··· Input data

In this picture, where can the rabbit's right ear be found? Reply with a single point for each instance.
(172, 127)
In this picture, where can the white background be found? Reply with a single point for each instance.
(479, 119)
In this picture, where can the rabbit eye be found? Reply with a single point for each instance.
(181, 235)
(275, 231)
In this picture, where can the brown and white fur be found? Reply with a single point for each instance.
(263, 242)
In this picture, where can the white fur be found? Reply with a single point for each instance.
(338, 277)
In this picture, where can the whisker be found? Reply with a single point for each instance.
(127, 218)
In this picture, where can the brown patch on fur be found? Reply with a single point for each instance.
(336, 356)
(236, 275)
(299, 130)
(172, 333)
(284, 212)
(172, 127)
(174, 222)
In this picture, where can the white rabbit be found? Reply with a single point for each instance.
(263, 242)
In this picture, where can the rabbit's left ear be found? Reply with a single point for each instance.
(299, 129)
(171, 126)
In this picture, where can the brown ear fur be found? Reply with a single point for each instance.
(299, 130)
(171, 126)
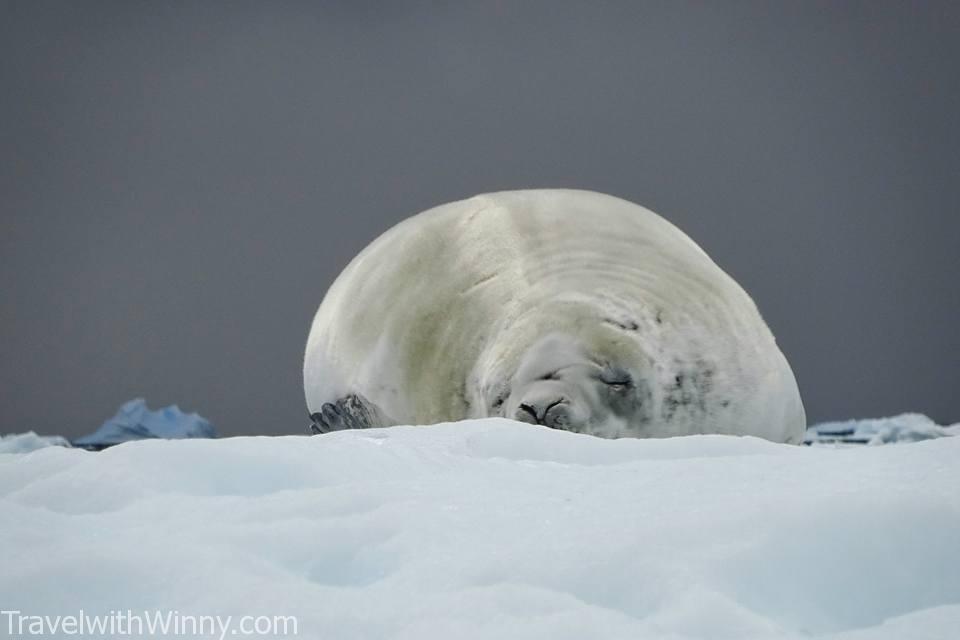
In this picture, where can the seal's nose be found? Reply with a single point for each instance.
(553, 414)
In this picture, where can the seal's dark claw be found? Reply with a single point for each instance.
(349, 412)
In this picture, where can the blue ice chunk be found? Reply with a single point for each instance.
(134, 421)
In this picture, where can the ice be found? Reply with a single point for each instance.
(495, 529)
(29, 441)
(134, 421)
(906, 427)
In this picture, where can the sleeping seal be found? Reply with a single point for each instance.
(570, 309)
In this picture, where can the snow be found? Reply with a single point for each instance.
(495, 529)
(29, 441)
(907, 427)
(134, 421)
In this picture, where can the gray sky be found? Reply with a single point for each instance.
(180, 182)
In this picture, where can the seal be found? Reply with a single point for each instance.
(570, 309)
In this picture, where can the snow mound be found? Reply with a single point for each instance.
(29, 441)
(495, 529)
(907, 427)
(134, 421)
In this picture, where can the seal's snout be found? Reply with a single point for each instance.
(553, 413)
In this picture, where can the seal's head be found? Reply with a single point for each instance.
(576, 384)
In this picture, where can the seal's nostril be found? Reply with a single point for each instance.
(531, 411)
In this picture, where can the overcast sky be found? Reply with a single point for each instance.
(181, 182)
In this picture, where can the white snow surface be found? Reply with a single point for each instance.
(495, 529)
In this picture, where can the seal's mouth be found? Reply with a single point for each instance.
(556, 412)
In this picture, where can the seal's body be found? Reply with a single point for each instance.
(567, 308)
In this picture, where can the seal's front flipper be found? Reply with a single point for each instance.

······
··· Input data

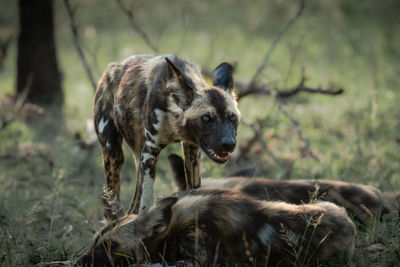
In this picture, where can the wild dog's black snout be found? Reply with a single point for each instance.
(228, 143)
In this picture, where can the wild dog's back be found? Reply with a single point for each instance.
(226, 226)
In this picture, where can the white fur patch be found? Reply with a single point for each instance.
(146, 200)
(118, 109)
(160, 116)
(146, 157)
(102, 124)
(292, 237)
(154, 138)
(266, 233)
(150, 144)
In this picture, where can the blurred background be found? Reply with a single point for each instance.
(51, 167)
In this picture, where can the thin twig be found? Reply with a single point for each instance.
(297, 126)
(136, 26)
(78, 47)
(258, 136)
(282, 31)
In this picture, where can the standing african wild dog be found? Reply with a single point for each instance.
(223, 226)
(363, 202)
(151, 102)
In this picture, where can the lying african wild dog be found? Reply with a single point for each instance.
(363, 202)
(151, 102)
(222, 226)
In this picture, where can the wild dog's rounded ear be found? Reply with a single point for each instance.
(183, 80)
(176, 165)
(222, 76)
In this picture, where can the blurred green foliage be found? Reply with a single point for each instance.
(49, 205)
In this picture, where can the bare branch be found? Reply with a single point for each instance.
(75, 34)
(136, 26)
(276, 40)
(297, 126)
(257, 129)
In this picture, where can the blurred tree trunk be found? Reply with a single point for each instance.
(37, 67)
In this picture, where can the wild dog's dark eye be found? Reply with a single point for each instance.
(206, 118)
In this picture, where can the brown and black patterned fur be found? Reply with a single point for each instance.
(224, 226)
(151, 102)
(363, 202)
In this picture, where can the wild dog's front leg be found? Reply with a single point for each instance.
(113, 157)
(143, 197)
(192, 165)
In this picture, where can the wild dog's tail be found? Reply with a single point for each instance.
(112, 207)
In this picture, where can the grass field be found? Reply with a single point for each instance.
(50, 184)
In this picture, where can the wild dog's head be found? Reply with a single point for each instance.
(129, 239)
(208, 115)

······

### Assignment
Copy out only the lines above from the one with "In this picture, where can the seal be" to the one with "In this picture, where can the seal's front", inclusive, exactly as they stand.

### Answer to this problem
In this picture, where can the seal be found? Reply with a single point for each instance.
(570, 309)
In this picture, where can the snow mound be found? Reply with a single point for each instance.
(29, 441)
(495, 529)
(907, 427)
(134, 421)
In this picture, where can the seal's snout be found? Reply with a single point for each instance.
(553, 413)
In this picture, where can the seal's head be found? Reply with a single point for each instance.
(576, 384)
In this picture, where can the seal's nostril be found? Reply with a single point for each instance.
(531, 411)
In this picture, where can the overcast sky be found? Reply with a single point for each instance.
(181, 182)
In this picture, where can the white snow surface be found? Reply with a single point for each instance.
(495, 529)
In this picture, where can the seal's mouth be found? Reply with a single point for each instance.
(556, 412)
In this picture, where can the seal's body be found? Reply with a single point for each instance.
(567, 308)
In this picture, where can the seal's front flipper be found? Reply with a single point for each instance.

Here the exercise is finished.